_TASK OBJECTIVE_
Copy every line of the records below word for word, leaving out the pictures.

_Object outline annotations_
★ ★ ★ ★

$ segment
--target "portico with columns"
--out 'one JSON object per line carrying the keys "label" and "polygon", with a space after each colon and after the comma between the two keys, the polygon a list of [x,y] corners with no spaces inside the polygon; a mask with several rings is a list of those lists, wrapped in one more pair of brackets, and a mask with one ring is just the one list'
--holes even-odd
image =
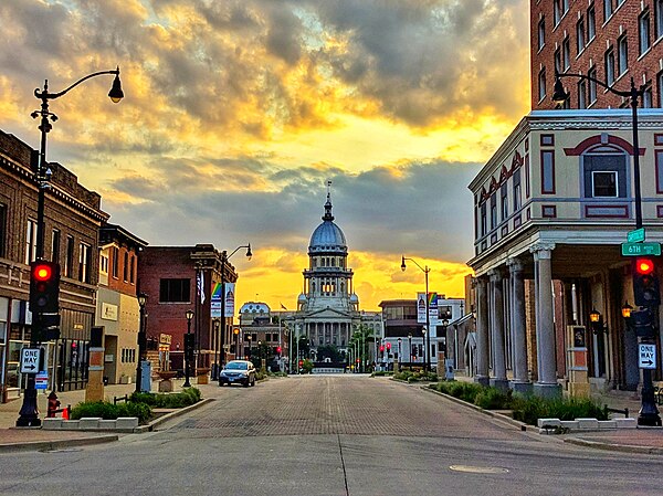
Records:
{"label": "portico with columns", "polygon": [[[662,242],[663,112],[640,120],[646,241]],[[533,112],[471,182],[476,382],[541,397],[636,388],[621,316],[634,305],[620,247],[634,226],[630,125],[622,110]]]}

★ ★ ★ ★

_CORRECT ANSWER_
$ segment
--target "portico with columns"
--out 'one JSON object per line carrying the keys "label" and "polygon", with a space after each colon and after the comma between the two keys, the polygon a list of [x,y] corners with no spaces inside the polygon; a mask with several rings is a list of those lists, wrapped in one more pair of brackets, and a mask with one ring is just the one list'
--holes even-odd
image =
Records:
{"label": "portico with columns", "polygon": [[[662,242],[663,112],[640,120],[646,241]],[[533,112],[471,182],[476,382],[541,397],[636,388],[621,316],[634,305],[620,247],[634,226],[630,125],[622,110]]]}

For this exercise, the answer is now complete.